What to produce: Return all of the entries exactly as written.

-- START Dataset records --

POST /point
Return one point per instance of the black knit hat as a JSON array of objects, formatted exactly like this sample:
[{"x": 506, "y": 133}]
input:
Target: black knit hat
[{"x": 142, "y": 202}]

-- END Dataset records --

Finished task:
POST /point
Return one point per instance of the black knit hat as a JSON array of objects, formatted exactly like this sample:
[{"x": 506, "y": 133}]
input:
Target: black knit hat
[{"x": 142, "y": 202}]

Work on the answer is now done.